▸ **TASK INSTRUCTIONS**
Rescale everything from the line containing "need bbox / brick wall" down to the last line, including both ends: repeat each of those lines, requests too, but multiply every bounding-box coordinate in the answers by 0.65 and round to whole numbers, halves up. Leave out the pictures.

▸ **MATERIAL PROVIDED**
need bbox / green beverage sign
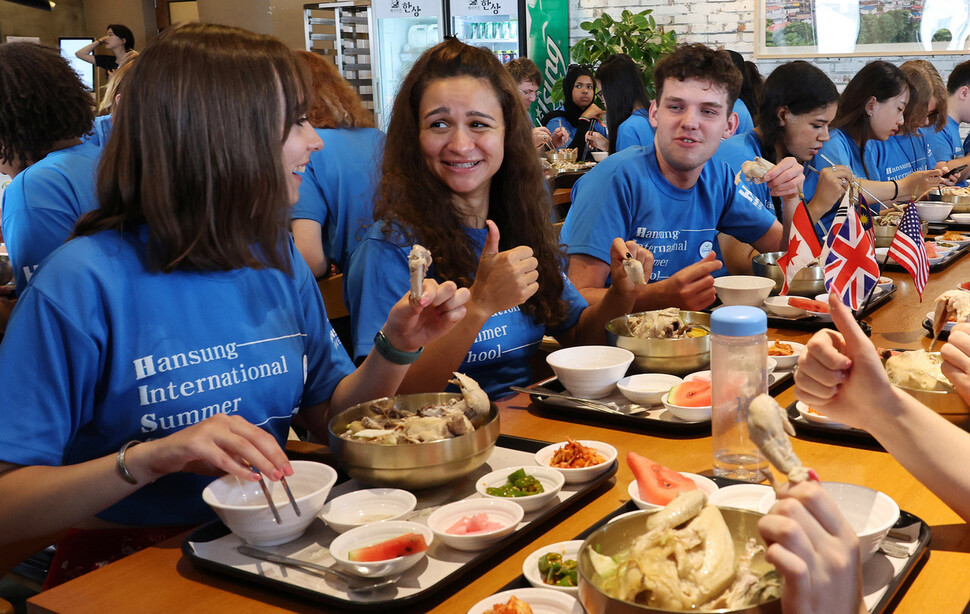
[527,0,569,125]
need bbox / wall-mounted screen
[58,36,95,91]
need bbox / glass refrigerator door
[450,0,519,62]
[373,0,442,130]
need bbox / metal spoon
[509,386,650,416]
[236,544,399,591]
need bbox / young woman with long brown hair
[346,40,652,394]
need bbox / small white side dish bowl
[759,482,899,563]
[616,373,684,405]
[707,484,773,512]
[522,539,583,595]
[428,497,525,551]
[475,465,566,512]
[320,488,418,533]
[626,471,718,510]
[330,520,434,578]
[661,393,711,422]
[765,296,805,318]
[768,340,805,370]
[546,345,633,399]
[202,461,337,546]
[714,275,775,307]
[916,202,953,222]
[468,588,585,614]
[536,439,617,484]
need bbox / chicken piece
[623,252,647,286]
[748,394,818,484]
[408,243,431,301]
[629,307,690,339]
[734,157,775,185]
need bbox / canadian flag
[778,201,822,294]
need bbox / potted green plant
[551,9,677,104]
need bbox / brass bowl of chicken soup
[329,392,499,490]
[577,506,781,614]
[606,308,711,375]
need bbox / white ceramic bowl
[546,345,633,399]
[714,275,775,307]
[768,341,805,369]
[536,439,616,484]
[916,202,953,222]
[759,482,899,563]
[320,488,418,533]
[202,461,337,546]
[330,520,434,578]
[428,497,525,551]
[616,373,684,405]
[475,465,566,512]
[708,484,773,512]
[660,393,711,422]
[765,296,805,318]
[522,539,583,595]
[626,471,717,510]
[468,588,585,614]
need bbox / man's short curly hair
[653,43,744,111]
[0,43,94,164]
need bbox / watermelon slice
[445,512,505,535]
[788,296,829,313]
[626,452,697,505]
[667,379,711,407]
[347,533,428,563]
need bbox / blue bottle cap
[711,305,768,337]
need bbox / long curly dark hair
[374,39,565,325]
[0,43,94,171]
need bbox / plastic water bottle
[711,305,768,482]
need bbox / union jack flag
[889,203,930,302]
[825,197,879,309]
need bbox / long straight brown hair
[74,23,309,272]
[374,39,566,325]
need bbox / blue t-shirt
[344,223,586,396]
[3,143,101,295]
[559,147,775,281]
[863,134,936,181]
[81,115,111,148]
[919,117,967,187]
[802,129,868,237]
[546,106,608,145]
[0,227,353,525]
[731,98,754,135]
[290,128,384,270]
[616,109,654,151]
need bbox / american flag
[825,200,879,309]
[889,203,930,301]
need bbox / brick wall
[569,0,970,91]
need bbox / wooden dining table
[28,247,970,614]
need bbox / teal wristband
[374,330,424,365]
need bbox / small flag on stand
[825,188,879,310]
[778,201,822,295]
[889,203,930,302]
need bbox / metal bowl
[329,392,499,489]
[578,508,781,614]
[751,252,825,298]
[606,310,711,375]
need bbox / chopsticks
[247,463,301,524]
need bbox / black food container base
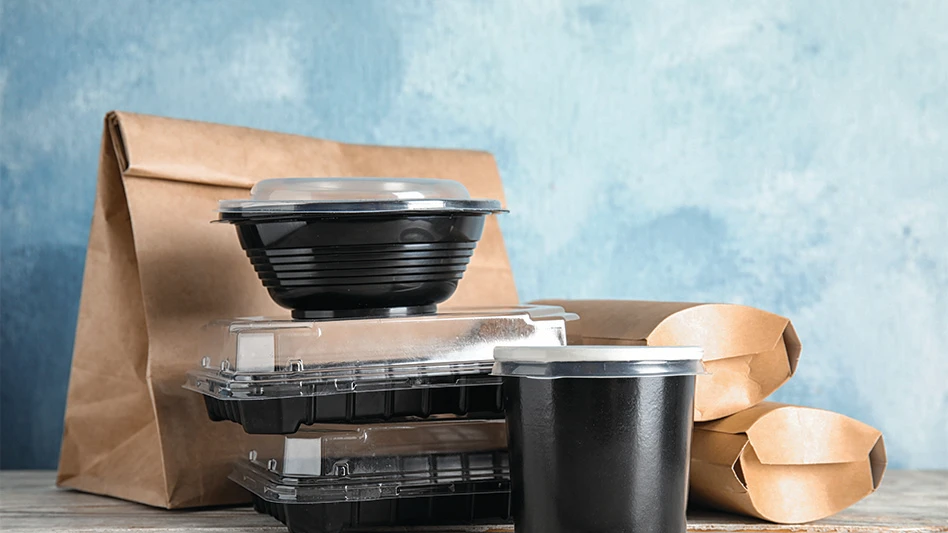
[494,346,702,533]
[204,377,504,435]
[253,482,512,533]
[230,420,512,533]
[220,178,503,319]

▸ **IN RESPONSE**
need bbox / brick wall
[370,0,631,59]
need bbox / wooden dining table
[18,161,631,399]
need bbox / teal wristband
[243,215,276,237]
need bbox / small flag on stand
[536,122,571,202]
[506,131,534,192]
[578,132,605,196]
need bbox / metal bowl
[214,255,324,318]
[376,330,508,399]
[488,164,536,194]
[394,202,462,244]
need bbox / chopsticks
[161,301,196,341]
need bbox / black food container base
[321,225,456,346]
[133,245,328,283]
[164,313,333,346]
[150,273,333,346]
[143,116,327,207]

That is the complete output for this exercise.